Hi Thomas,
This is definitely a reasonable thing to want to do, and there are a number
of methods to differentiate through a matrix factorization. Julia doesn't
yet have a generic chol() method
(see https://github.com/JuliaLang/julia/issues/1629), but it does have a
generic LU decomposition method that works with DualNumbers. So if you
replace cholfact with lufact your code might just work. However, this won't
use LAPACK, and off-hand I'm not sure off hand if it's possible to
reformulate a Cholesky with dual numbers into something LAPACK knows how to
compute. There also might be some performance issues with your hand-written
Cholesky factorization, try:
function choldn!{T}(A::Matrix{T})
instead of
function choldn!(A::Array)
...
T = eltype(A);
Exactly how much slower is it?
On Monday, June 2, 2014 2:43:32 PM UTC-4, Thomas Covert wrote:
>
> I'm really excited to use DualNumbers and the autodiff option in Optim.jl.
> However, the functions I would like to optimize often make use of linear
> algebra, including cholesky factorizations. At present, DualNumbers.jl
> does not implement a cholesky factorization. My first pass at a workaround
> for this was to just write out a standard cholesky solver (i.e., just
> writing out the equations listed in wikipedia). This seems to work fine -
> i.e., my "choldn()" function factors a DualNumber array into upper and
> lower triangular matrices whose product is the input.

· · · ·

Your task: Translate this sentence from the forum thread on Cholesky factorization with dual numbers into Spanish: "At present, DualNumbers.jl does not implement a cholesky factorization."

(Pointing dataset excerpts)

· · · ·

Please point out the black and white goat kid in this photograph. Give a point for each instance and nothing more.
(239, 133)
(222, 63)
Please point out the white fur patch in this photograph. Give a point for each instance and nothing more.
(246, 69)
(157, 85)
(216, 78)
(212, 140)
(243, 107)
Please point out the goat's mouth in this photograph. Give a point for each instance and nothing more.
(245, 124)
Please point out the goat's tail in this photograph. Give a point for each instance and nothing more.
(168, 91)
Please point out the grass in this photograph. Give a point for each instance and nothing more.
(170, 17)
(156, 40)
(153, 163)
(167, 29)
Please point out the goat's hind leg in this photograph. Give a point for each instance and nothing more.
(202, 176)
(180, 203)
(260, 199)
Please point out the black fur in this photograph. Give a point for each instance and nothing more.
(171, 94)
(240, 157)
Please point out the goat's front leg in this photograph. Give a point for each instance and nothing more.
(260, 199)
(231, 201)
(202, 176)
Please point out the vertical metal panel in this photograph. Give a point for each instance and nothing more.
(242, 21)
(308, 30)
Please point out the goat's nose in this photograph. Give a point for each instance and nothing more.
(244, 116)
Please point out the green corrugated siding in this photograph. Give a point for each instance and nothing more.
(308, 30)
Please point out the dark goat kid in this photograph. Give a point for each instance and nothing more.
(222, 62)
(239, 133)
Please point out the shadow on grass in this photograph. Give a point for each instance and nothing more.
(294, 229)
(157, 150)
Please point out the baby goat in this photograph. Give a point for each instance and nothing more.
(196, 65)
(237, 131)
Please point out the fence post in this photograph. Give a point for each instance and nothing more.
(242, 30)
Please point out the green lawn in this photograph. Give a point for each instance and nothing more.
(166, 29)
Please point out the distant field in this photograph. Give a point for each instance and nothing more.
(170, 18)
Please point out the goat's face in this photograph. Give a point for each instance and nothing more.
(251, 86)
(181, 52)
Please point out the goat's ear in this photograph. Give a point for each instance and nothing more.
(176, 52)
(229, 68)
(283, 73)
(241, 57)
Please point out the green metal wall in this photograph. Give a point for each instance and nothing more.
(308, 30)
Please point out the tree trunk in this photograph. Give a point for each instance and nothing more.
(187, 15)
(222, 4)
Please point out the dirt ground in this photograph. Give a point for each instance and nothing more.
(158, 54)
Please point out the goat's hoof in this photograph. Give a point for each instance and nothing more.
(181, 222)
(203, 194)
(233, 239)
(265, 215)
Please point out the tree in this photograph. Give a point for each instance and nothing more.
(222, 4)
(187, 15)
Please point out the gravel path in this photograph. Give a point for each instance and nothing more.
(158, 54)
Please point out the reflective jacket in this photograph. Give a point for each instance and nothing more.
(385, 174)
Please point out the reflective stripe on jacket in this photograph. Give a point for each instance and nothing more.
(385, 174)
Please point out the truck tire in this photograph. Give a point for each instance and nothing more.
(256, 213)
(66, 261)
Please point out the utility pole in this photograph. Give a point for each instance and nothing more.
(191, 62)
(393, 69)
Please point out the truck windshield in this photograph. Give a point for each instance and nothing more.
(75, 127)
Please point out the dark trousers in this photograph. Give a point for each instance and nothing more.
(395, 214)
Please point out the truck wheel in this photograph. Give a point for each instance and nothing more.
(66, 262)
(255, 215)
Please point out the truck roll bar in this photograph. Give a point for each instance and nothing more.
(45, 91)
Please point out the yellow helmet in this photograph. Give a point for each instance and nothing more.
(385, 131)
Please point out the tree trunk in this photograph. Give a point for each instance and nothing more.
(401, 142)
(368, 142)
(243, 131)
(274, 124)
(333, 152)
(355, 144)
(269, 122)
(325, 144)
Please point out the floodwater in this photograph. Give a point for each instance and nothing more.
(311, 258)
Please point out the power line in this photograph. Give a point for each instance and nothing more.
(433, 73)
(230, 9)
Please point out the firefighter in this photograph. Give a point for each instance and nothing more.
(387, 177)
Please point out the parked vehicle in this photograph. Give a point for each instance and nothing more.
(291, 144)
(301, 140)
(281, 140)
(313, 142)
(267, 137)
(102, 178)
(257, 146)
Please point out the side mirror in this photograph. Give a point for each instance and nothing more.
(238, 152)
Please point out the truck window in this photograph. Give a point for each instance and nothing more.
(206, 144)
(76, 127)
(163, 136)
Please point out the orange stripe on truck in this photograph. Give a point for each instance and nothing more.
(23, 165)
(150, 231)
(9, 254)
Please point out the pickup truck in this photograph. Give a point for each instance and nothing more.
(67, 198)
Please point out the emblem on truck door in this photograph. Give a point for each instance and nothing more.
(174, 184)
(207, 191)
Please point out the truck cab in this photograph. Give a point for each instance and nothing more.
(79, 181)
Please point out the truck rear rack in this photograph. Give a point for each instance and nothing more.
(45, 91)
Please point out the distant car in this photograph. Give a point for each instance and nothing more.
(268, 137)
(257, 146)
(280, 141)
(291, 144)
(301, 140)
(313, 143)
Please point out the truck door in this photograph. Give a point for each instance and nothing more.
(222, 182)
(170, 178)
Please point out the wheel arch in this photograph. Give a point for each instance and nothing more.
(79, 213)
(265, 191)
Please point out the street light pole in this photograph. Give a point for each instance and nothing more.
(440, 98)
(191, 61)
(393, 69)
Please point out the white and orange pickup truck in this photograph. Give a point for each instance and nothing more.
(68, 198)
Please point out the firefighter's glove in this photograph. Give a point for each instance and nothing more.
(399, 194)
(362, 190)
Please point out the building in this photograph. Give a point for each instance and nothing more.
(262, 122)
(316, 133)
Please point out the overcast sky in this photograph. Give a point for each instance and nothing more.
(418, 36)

· · · ·

Worked solution: Actualmente, DualNumbers.jl no implementa una factorización de Cholesky.